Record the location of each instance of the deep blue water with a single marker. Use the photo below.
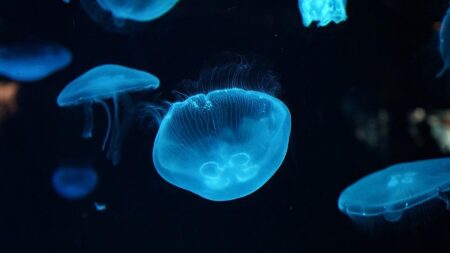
(383, 58)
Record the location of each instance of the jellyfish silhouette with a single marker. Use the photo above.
(32, 61)
(120, 16)
(444, 40)
(322, 11)
(227, 143)
(74, 182)
(391, 192)
(108, 82)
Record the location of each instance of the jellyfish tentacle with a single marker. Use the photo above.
(88, 121)
(108, 131)
(111, 154)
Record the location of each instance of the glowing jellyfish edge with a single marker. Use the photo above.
(197, 148)
(402, 173)
(322, 11)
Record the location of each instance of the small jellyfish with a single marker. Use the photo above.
(391, 192)
(74, 182)
(322, 11)
(222, 145)
(108, 82)
(33, 61)
(119, 13)
(444, 40)
(100, 207)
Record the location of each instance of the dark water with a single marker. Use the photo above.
(384, 58)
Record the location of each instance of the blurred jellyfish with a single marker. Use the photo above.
(28, 62)
(439, 122)
(322, 11)
(8, 99)
(99, 206)
(108, 82)
(224, 144)
(444, 40)
(74, 182)
(391, 192)
(118, 14)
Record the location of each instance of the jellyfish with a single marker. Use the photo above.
(74, 183)
(224, 144)
(107, 82)
(32, 61)
(119, 13)
(444, 40)
(322, 11)
(391, 192)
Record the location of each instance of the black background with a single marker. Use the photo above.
(386, 48)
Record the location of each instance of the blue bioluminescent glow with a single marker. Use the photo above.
(444, 40)
(222, 145)
(390, 192)
(100, 207)
(108, 82)
(322, 11)
(74, 182)
(33, 61)
(137, 10)
(125, 16)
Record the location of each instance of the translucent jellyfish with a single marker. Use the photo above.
(119, 13)
(108, 82)
(391, 192)
(74, 182)
(222, 145)
(444, 40)
(322, 11)
(32, 61)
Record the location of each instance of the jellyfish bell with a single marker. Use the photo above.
(224, 144)
(74, 182)
(108, 82)
(322, 11)
(126, 17)
(444, 40)
(396, 190)
(32, 61)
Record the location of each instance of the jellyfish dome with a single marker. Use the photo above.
(28, 62)
(126, 16)
(107, 82)
(390, 192)
(74, 182)
(444, 40)
(137, 10)
(222, 145)
(322, 11)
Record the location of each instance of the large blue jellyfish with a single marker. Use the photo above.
(119, 12)
(108, 82)
(391, 192)
(74, 182)
(32, 61)
(444, 41)
(222, 145)
(322, 11)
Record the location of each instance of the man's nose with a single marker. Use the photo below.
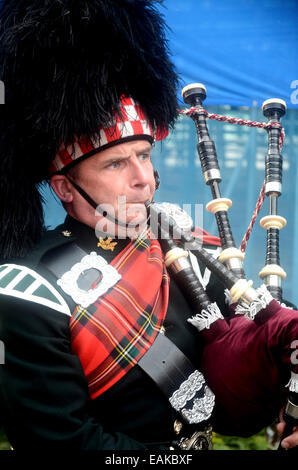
(139, 173)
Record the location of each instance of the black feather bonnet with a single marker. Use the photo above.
(64, 65)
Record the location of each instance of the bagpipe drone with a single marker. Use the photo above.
(248, 358)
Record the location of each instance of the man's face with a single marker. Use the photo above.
(120, 179)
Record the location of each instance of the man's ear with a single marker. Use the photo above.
(62, 187)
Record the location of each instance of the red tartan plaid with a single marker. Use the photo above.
(112, 335)
(131, 124)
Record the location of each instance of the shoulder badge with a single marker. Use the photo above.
(89, 263)
(24, 283)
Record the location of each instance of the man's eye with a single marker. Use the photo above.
(115, 164)
(144, 156)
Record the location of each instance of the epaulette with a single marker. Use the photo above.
(20, 280)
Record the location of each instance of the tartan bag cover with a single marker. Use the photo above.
(111, 335)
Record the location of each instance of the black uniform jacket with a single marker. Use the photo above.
(43, 390)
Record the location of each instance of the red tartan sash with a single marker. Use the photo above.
(112, 335)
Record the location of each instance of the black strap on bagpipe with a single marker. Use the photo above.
(164, 362)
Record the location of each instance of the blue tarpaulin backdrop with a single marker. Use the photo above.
(244, 52)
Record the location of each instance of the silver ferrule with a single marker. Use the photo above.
(180, 264)
(292, 410)
(273, 280)
(211, 175)
(250, 295)
(234, 263)
(273, 187)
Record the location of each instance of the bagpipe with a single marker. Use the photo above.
(249, 358)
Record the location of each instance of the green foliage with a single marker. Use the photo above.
(220, 442)
(256, 442)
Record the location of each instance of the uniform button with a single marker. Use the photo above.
(177, 426)
(66, 233)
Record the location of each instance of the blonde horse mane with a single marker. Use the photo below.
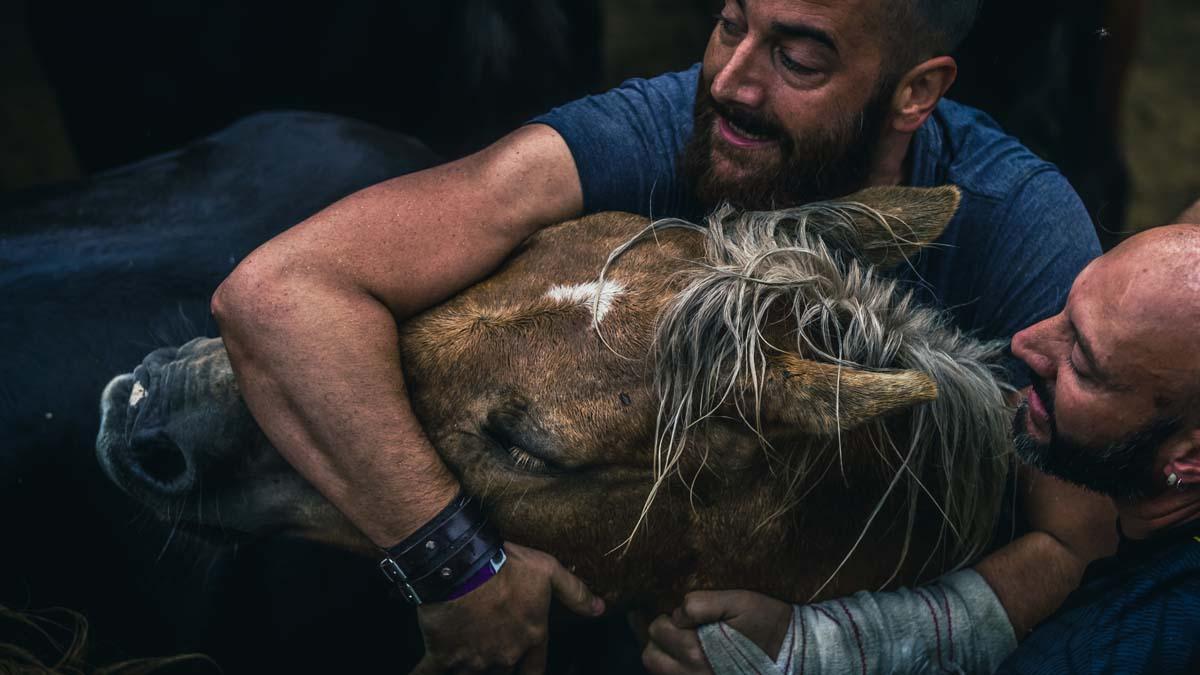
____
Task statement>
Leave the pictures out and copy the rest of the data exactly.

Problem solution>
Record the location of each instance of the deep blue water with a single marker. Use the photo below.
(383, 58)
Record the location of each instance of the jellyfish silhouette with a single marker. Use the photo above.
(32, 61)
(120, 16)
(444, 40)
(322, 11)
(227, 143)
(74, 182)
(391, 192)
(108, 82)
Record the location of each instance of the jellyfish tentacle with a single marker. Use the photo above.
(88, 121)
(108, 131)
(111, 154)
Record the location of each instance of the glowing jellyfish edge with a single marker. Use the photo above.
(197, 148)
(402, 173)
(322, 11)
Record the location of each instance of the small jellyfish with a single marker. Use the photo above.
(391, 192)
(74, 182)
(322, 11)
(222, 145)
(108, 82)
(33, 61)
(119, 13)
(444, 40)
(100, 207)
Record the location of each instance of the dark water with a single marker. Use the photo above.
(384, 58)
Record the location of each instance of the blurred jellyfish with a single marker. Use the photo above.
(28, 62)
(439, 122)
(322, 11)
(8, 99)
(99, 206)
(108, 82)
(224, 144)
(444, 40)
(74, 182)
(391, 192)
(118, 14)
Record the location of each instance of the jellyfish with a single marker. Use the photo above.
(74, 183)
(224, 144)
(107, 82)
(32, 61)
(119, 13)
(444, 40)
(322, 11)
(391, 192)
Record the location of each instance of the black background with a single marker. Use the photo above.
(386, 48)
Record the location of each instance of the blue bioluminescent glow with a single marker. Use the photo above.
(444, 40)
(222, 145)
(390, 192)
(100, 207)
(108, 82)
(322, 11)
(74, 182)
(33, 61)
(137, 10)
(125, 16)
Record the location of each instance of the translucent jellyfish with a single marker. Use the photo above.
(119, 13)
(108, 82)
(391, 192)
(74, 182)
(222, 145)
(444, 40)
(322, 11)
(32, 61)
Record the location of each instance of the jellyfish bell with a single marker. Use the photo above.
(224, 144)
(74, 182)
(108, 82)
(322, 11)
(126, 17)
(444, 40)
(396, 190)
(32, 61)
Record the location of each instance of the jellyfish dome with a single marker. Use the photo above.
(28, 62)
(126, 16)
(107, 82)
(390, 192)
(74, 182)
(444, 40)
(137, 10)
(222, 145)
(322, 11)
Record the location of each instance of the large blue jellyfish with a single marker. Use the photo above.
(119, 12)
(108, 82)
(391, 192)
(74, 182)
(32, 61)
(444, 41)
(222, 145)
(322, 11)
Record the location of each instance of the man's nose with a single marker. Use the photo below.
(139, 173)
Record the location of each instance of the black feather bonnet with a single marker. Use the photo above.
(64, 65)
Record the location of each instance of the bagpipe drone with a single marker. Use the photo above.
(248, 358)
Record the location of each instance of the man's face with a single marker. Use the photo above.
(120, 179)
Record the location of each instance of the man's ear with a single marker. Use the photo above.
(62, 187)
Record the location of each instance of the red tartan plaid with a single marker. Use the photo above.
(112, 335)
(131, 124)
Record the location of each instance of the shoulder badge with a single marker. Use the photo above.
(89, 263)
(24, 283)
Record the location of each instance of the man's eye with a single marker. Use the photo above.
(115, 164)
(144, 156)
Record the location of each instance of the epaulette with a single marker. Use the photo above.
(20, 280)
Record the location of each instance of the tartan bag cover with a single marker. Use the photo above.
(111, 335)
Record the location of each instance of the black uniform jacket with a single marker. Use the photo above.
(43, 390)
Record the location of each instance of the red tartan sash with a single marker. Use the photo above.
(112, 335)
Record the location of each instance of the black strap on bagpipe with a single marker. Use the photo above.
(164, 362)
Record the location of each instance of the blue tarpaulin backdrop with a single marker. Use the photo above.
(244, 52)
Record the location of each instance of the silver ferrule with a single marker. Use the photo above.
(180, 264)
(292, 410)
(273, 280)
(211, 175)
(250, 295)
(234, 263)
(273, 187)
Record the location of each instance of the bagpipe with a single marker. Use the photo above.
(249, 358)
Record the location of each instance of the green foliage with a single marker. Use the photo above.
(220, 442)
(256, 442)
Record the location of each instance of the uniform button with a single marker. Use the photo above.
(177, 426)
(66, 233)
Record the location of each instance of the blonde horse mane with a single marker. Use the photo below.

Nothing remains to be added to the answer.